## BEGIN Text excerpt

THE JUDGMENT SEAT OF CHRIST

 

The burning heart of all Christian responsibility looms immediately ahead - THE JUDGMENT SEAT OF CHRIST. “Wherefore we make it our aim” - the word means to love and seek for honour (Lange) in what Bengel calls the sole legitimate ambition in the world - “to be well-pleasing unto Him; for” - as the fountain of motive in all holy ambition - “we must” - as a necessity inherent in Divine justice; for the vindication of God’s holiness, and for the satisfaction of our own highest and holiest instincts - “all” - even all apostles, all prophets, all martyrs - “be made manifest - to our own consciences, to all the world, and above all to the Judge; a complete manifestation of all that has transpired within us, or in the external life (Lange) - “before the judgment seat of Christ; that each one may receive- the technical word for receiving wages (Dean Alford) - “the things done in the body” - therefore thoughts and words as well as deeds, since the brain and the tongue are thus also involved - “according to the things that [plural] he hath done” - works exactly regulating reward: not according to the things that Christ did in His body; nor according to things done out of the body after death - “whether it [the award] be good or bad” (2 Cor. 5: 10).  In the words of Lange:- Paul’s tireless aim to please Christ “can only be fulfilled by his being found approved at that tribunal where he and his fellow believers are shortly to appear, for every action of God’s children during their bodily life must there be judged according to the law of strict righteousness, and each believer must be rewarded according to his good or evil conduct.”

 

For the sweep of the decree as quoted from Isaiah is absolutely universal - “every knee shall bow, and every tongue shall confess to God. So then- since it is universal and the Church is, therefore, not exempt - “each one of us must give account of himself to God” (Rom. 14: 11).  Nor could it be otherwise.  In view of the chaos of conflicting creed and conduct - the bitter controversies, the personal quarrels, the excommunications and anathemas - all denial of a judgment seat is inherently incredible and impossible: there must be a judgment seat, and there is.  Molinos, the Quietist, when condemned as a heretic and led away to his prison cell - “We shall meet again,” said the old man to his judges, “in the judgment day; and then it will appear on which side, on yours or mine, is truth.”  Furthermore, it rests upon the oath of God. “By myself have I sworn, the word is gone forth from my mouth in righteousness, and shall not return” - the decree establishing it is as irrevocable as the life of God - “that unto Me every knee shall bow, every tongue shall swear” (Isa. 45: 23).  So then, says the Apostle (Rom. 14: 10), let us forbear to judge, for we shall be judged, and, therefore, the bedrock of all our action is to be the approval of our Divine Judge.

## END Text excerpt
## BEGIN Data provided

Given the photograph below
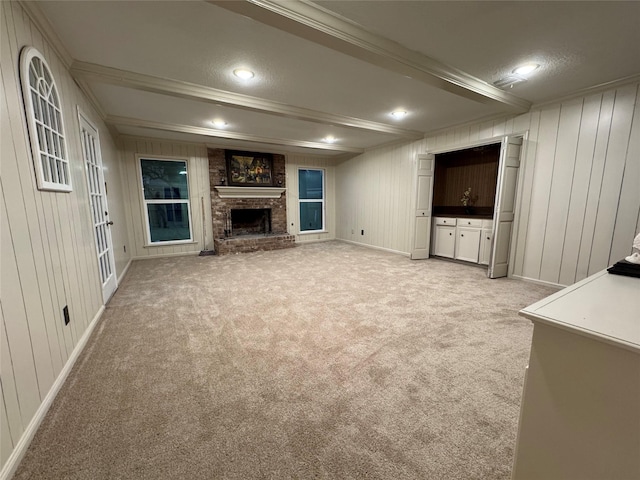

## END Data provided

In the text on the judgment seat of Christ, what did Molinos say to his judges as he was led away to prison?

He told them they would meet again in the judgment day, and then it would appear on which side, theirs or his, the truth was.